Extracted text
-- Opening Marker --
Gender-Affirming Care in India: A Right to Dignity and Health
Context:
A recent article underscores the pressing need for Gender-Affirming Care (GAC) in India, highlighting its vital role in safeguarding the mental health, wellbeing, and dignity of transgender and gender-diverse individuals. Despite constitutional guarantees and global recognition, access to such care in India remains limited, exposing communities to severe health and social risks.

Understanding Gender-Affirming Care (GAC):
Definition:
Gender-Affirming Care encompasses a range of medical, psychological, and social interventions that enable individuals to align their gender identity with their physical characteristics and social recognition.
Forms of GAC:
- Social Interventions: Affirmation through correct names, pronouns, and recognition in schools, workplaces, and official documentation.
- Psychological Support: Counseling, peer support, and therapy to address gender dysphoria and associated mental health challenges.
-- Closing Marker --
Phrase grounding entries
-- Opening Marker --
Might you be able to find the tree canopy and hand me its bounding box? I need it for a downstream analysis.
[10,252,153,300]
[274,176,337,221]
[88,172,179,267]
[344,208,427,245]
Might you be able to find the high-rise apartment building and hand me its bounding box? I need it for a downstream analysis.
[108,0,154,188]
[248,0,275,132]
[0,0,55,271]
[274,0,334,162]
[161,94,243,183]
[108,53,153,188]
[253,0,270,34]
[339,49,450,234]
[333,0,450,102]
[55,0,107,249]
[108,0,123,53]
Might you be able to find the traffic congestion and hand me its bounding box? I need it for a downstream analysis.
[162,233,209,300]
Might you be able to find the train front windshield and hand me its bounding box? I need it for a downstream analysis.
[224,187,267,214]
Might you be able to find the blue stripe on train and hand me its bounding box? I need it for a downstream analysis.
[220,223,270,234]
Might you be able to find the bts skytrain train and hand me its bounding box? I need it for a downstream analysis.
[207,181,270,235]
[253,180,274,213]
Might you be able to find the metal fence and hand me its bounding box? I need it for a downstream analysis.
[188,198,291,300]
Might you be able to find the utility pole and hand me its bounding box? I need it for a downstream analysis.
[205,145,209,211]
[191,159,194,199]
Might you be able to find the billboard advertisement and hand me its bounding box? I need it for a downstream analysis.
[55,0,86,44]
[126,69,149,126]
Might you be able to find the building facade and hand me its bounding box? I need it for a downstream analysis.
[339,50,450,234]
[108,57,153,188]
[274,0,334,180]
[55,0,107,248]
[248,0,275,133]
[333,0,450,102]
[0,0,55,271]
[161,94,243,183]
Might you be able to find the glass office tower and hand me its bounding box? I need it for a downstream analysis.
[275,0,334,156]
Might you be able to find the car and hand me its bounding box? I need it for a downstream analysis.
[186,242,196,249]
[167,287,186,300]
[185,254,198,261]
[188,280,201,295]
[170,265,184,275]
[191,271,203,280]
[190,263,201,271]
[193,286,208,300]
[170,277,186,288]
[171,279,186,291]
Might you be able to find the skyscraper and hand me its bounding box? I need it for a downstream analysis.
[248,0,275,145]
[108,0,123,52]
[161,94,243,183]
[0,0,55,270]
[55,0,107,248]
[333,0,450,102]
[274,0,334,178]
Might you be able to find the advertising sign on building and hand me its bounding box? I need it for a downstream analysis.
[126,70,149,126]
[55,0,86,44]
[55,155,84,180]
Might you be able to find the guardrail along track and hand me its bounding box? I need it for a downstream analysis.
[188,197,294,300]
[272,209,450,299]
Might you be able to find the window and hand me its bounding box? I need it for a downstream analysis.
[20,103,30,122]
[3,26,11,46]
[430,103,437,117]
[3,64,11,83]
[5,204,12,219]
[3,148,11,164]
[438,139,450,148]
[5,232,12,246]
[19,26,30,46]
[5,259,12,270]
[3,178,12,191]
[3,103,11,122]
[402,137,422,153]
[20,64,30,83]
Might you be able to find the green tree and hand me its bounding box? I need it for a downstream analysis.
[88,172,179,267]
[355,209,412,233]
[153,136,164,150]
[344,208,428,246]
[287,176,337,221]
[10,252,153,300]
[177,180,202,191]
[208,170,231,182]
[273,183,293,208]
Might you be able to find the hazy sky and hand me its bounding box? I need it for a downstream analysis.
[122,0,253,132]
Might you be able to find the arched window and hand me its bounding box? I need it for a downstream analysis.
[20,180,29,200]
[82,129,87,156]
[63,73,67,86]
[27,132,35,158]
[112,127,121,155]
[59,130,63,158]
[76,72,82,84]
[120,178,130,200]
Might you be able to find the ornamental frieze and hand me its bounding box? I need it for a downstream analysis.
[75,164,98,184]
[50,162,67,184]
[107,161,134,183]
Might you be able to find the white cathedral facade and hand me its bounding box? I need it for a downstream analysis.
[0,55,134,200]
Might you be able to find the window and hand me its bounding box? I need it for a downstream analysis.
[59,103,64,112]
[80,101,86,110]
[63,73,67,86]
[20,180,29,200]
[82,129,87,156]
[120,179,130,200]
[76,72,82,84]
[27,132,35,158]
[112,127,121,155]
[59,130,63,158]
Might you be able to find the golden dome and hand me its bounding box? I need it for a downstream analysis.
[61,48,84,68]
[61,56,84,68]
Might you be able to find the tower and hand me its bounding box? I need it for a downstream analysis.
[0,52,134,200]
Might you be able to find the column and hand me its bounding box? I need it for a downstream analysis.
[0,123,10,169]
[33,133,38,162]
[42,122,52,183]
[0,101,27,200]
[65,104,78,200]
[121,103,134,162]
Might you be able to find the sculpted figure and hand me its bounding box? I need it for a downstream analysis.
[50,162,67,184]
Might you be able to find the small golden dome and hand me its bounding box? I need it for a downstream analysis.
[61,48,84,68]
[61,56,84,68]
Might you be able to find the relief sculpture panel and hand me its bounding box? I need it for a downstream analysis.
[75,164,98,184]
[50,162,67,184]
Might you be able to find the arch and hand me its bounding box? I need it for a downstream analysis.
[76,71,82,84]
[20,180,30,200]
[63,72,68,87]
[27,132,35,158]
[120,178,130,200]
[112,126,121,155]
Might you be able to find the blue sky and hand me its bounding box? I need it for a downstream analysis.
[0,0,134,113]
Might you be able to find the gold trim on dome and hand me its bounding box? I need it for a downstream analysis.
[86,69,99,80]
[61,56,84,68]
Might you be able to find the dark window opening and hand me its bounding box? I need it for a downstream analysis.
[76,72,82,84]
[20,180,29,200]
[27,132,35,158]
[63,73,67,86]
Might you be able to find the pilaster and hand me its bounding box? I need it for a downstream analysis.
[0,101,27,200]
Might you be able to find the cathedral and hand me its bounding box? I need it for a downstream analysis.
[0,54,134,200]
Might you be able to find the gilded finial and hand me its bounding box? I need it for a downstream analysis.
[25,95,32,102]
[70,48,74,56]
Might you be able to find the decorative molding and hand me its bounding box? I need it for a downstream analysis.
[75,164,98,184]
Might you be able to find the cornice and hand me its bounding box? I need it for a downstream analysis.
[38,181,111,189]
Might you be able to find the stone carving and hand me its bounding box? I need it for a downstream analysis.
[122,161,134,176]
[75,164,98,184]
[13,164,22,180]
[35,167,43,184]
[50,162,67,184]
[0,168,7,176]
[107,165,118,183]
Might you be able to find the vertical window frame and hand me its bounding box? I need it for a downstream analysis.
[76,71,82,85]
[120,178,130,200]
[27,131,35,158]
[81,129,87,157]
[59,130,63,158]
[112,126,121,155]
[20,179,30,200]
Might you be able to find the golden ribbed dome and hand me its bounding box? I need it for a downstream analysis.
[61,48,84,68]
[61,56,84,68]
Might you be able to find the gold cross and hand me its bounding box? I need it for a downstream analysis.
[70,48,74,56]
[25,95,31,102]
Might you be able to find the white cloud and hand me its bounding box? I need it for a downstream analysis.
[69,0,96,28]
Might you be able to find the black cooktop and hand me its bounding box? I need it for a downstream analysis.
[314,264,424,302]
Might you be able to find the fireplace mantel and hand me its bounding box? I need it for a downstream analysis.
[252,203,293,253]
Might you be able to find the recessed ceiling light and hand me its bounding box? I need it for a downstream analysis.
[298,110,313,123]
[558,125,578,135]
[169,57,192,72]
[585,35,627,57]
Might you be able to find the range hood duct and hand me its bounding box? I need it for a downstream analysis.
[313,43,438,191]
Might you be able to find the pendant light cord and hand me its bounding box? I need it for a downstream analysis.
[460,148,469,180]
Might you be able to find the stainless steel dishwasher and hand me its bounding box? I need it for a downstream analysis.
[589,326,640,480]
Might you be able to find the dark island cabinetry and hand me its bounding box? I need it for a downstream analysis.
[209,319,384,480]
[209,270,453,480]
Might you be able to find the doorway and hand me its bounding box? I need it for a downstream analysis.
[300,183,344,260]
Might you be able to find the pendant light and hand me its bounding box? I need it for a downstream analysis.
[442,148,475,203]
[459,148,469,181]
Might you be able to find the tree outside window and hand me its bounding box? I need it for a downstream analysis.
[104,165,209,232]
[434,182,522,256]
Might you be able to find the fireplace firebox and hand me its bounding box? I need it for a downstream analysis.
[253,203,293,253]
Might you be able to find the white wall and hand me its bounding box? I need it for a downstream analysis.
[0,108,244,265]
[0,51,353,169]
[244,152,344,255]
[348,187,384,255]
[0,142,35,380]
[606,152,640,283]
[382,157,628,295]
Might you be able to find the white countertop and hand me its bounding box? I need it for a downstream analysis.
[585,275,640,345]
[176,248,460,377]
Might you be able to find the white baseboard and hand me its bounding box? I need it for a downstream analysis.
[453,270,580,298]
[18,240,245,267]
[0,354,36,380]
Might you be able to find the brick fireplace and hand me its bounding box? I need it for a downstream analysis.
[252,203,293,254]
-- Closing Marker --
What needs to be done
Using the text on gender-affirming care in India, list every form of support it names under "Psychological Support." None of the entries are needed for the work that comes next.

Task solution
- Counseling
- Peer support
- Therapy